[start]

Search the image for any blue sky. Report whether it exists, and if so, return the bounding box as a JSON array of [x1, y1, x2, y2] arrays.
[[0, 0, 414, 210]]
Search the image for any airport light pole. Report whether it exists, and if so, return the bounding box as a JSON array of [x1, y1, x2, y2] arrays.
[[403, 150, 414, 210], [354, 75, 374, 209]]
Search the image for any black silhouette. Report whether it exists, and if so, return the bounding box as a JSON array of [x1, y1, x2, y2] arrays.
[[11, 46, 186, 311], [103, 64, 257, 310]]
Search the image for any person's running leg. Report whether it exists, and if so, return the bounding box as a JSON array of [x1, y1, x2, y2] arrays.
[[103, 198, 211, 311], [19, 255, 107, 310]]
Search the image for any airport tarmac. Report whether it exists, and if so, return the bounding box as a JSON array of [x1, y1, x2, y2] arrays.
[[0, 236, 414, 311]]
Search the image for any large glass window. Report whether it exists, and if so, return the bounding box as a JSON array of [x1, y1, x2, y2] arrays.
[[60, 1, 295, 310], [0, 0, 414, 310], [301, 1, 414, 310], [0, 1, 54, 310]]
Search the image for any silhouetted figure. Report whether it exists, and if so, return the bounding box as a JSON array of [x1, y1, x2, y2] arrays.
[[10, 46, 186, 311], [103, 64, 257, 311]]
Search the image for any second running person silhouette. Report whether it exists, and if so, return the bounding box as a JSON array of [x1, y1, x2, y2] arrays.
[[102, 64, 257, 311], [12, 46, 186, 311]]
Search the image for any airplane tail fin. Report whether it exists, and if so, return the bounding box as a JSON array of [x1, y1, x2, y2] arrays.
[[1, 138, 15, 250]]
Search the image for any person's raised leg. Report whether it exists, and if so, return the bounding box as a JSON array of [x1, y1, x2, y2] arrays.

[end]

Reproduce the part of the records that opens with the line containing "Search the image for any black" and closes with the line containing "[[103, 198, 211, 311], [19, 255, 107, 310]]", both of those lines included, and add 92 to every coordinate in the bounding boxes while leaving the rest of the wording unchanged.

Search the image for any black silhouette. Report whether it exists, and if so, return the bounding box as a JSON array of [x1, y1, x2, y2] arrays.
[[103, 138, 278, 403], [195, 156, 349, 402]]
Search the image for any person's running leg. Report whether it exists, and if so, return the bounding box as a JSON array of [x1, y1, x2, y2] arrays.
[[195, 290, 303, 403], [111, 347, 199, 402]]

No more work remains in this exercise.